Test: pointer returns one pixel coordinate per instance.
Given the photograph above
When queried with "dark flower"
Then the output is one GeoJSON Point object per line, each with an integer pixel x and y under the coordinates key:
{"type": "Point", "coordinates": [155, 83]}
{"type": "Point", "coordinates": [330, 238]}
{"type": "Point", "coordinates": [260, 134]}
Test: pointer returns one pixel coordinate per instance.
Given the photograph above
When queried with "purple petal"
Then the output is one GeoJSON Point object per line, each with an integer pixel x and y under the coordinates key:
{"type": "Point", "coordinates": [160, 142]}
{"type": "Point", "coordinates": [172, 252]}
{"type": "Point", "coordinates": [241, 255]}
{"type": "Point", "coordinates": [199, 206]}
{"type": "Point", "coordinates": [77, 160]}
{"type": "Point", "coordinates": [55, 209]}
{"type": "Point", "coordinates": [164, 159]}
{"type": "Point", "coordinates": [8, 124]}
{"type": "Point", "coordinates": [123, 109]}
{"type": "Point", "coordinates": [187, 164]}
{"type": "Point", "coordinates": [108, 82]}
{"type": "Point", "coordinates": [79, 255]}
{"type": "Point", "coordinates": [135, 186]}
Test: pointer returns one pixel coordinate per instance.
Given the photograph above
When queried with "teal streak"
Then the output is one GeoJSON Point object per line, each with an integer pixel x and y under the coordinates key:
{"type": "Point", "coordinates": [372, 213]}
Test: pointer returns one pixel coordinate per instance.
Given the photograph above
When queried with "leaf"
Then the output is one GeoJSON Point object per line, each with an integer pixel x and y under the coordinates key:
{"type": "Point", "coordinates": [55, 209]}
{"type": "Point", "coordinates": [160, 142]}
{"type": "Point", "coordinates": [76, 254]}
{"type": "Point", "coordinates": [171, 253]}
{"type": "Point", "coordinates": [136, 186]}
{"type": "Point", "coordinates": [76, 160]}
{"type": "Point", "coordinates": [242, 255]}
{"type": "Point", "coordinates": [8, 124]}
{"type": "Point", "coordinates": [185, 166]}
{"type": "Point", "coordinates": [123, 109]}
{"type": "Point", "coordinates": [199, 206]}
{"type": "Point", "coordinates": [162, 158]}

■ TASK BRIEF ■
Copy out all the rows above, switching every "pointer" to "locator" and leaving everything else as it is.

■ EXERCISE SOLUTION ■
Test: locator returns one pixel coordinate per instance.
Given the photograph above
When queried with "dark flower"
Then the output is one GeoJSON Point object per line, each with an integer pixel x and y under the coordinates key:
{"type": "Point", "coordinates": [155, 83]}
{"type": "Point", "coordinates": [330, 238]}
{"type": "Point", "coordinates": [260, 134]}
Test: locator returns one pixel coordinate per instance.
Given the photograph above
When queried with "purple petal"
Then the output is one GeoJSON Point object per line, each with an integer pixel x and y under the coordinates key:
{"type": "Point", "coordinates": [160, 142]}
{"type": "Point", "coordinates": [172, 252]}
{"type": "Point", "coordinates": [241, 255]}
{"type": "Point", "coordinates": [199, 206]}
{"type": "Point", "coordinates": [77, 160]}
{"type": "Point", "coordinates": [55, 209]}
{"type": "Point", "coordinates": [164, 159]}
{"type": "Point", "coordinates": [8, 124]}
{"type": "Point", "coordinates": [123, 109]}
{"type": "Point", "coordinates": [187, 164]}
{"type": "Point", "coordinates": [108, 82]}
{"type": "Point", "coordinates": [79, 255]}
{"type": "Point", "coordinates": [135, 186]}
Test: locator returns one pixel coordinate per instance.
Given the photograph above
When queried with "teal streak"
Then the output is one GeoJSON Point object per line, each with an integer pixel x and y under the coordinates key:
{"type": "Point", "coordinates": [372, 213]}
Test: locator returns one pixel coordinate per instance.
Given the photograph above
When queried with "leaf"
Then the output is one GeoJSON Point object per line, each with an integer pixel x and y under the coordinates key:
{"type": "Point", "coordinates": [55, 209]}
{"type": "Point", "coordinates": [160, 142]}
{"type": "Point", "coordinates": [76, 254]}
{"type": "Point", "coordinates": [171, 253]}
{"type": "Point", "coordinates": [136, 186]}
{"type": "Point", "coordinates": [76, 160]}
{"type": "Point", "coordinates": [242, 255]}
{"type": "Point", "coordinates": [8, 124]}
{"type": "Point", "coordinates": [185, 166]}
{"type": "Point", "coordinates": [123, 109]}
{"type": "Point", "coordinates": [199, 206]}
{"type": "Point", "coordinates": [162, 158]}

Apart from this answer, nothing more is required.